Reproduce, word for word, the section of the PNG Hunters rugby league text below, starting at "The Papua New Guinea Hunters" and ending at "Cup in 2017.".

• Page extract:
## START

The Papua New Guinea Hunters (PNG Hunters) are a professional rugby league football club based in Papua New Guinea. They were formed in December 2013 and compete in the  Hostplus Cup, a second tier competition in Australia. The Hunters are the second Papua New Guinean side to enter the Queensland Cup following the Port Moresby Vipers who competed for two seasons in 1996 and 1997. Every Hunters match is shown live on national free-to-air television. The Hunters' home ground is the National Football Stadium in Port Moresby and their team colours are red, black and gold. The Hunters won the Hostplus Cup in 2017.

Papua New Guinea NRL Bid
The Australian Labor Party have pledged their support behind the PNG Hunters entering the National Rugby League competition. Papua New Guinea have introduced a National Schools Rugby League Championships which started in 2019 to prepare its junior rugby league talent from the six year olds to the Under 18 divisions for the future. The PNG Government, Australian Government, PNGRFL and QRL signed an agreement which will see the Australian Government assisting to develop the sport in the country. Titled 'Growing and Supporting Rugby League in Papua New Guinea', it is an Australian Government initiative to develop pathways for PNG teams like the Hunters Under 19s and Hunters Women's to play in high-level Australian sporting competitions with a focus on female athlete development, wellbeing and education, and commercial sustainability under the three year program. The PNG Government have officially launched the Papua New Guinea NRL Bid to participate in the Australian NRL Competition as the 18th team. Andrew Hill , former Canterbury Bulldogs and RLWC 2017 CEO will lead the PNG 2025 NRL Bid.

## END

• Information provided:
## START

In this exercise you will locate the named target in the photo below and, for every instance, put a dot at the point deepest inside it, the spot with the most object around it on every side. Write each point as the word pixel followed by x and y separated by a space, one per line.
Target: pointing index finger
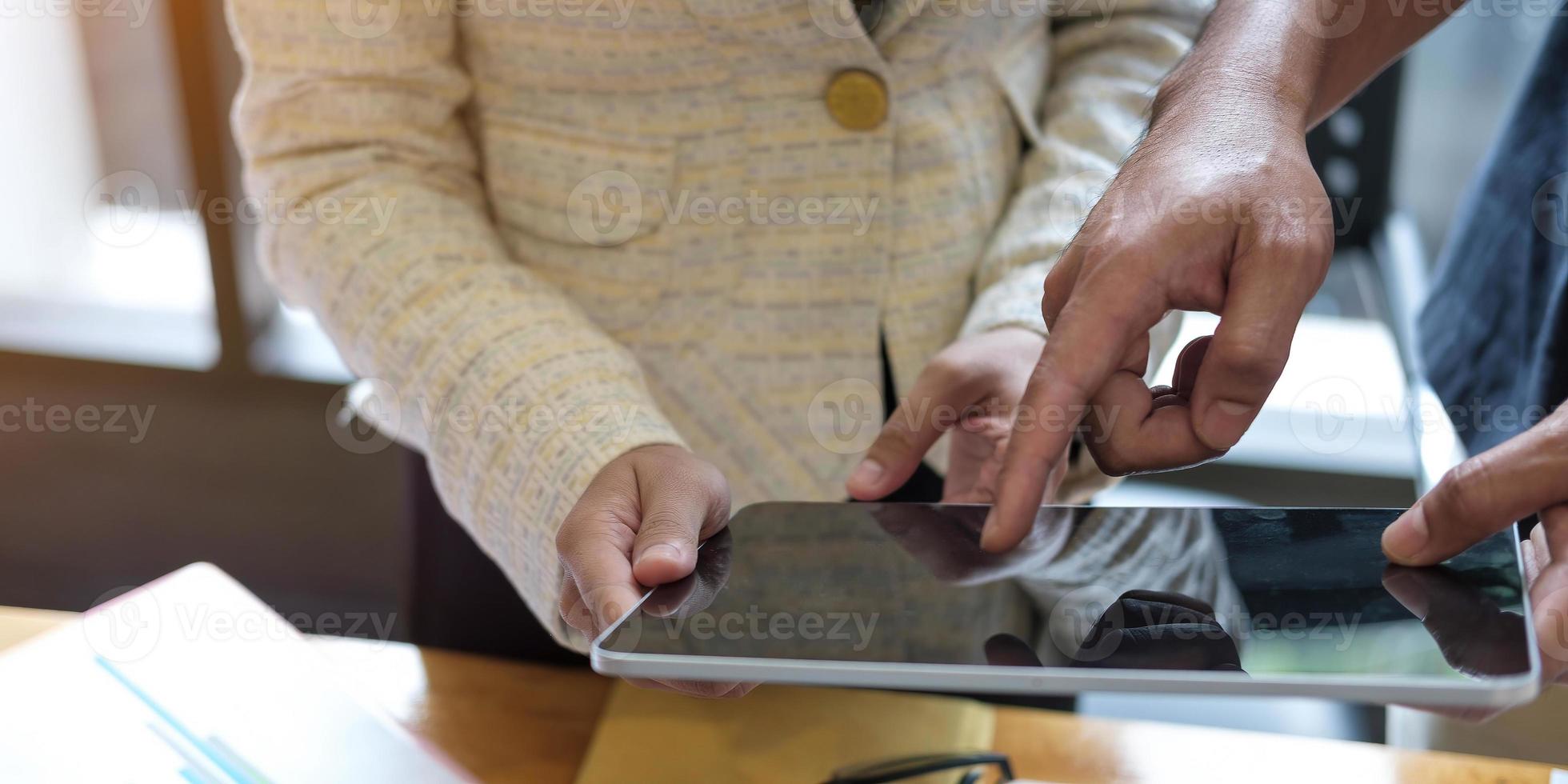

## END

• Solution for this problem:
The Papua New Guinea Hunters (PNG Hunters) are a professional rugby league football club based in Papua New Guinea. They were formed in December 2013 and compete in the  Hostplus Cup, a second tier competition in Australia. The Hunters are the second Papua New Guinean side to enter the Queensland Cup following the Port Moresby Vipers who competed for two seasons in 1996 and 1997. Every Hunters match is shown live on national free-to-air television. The Hunters' home ground is the National Football Stadium in Port Moresby and their team colours are red, black and gold. The Hunters won the Hostplus Cup in 2017.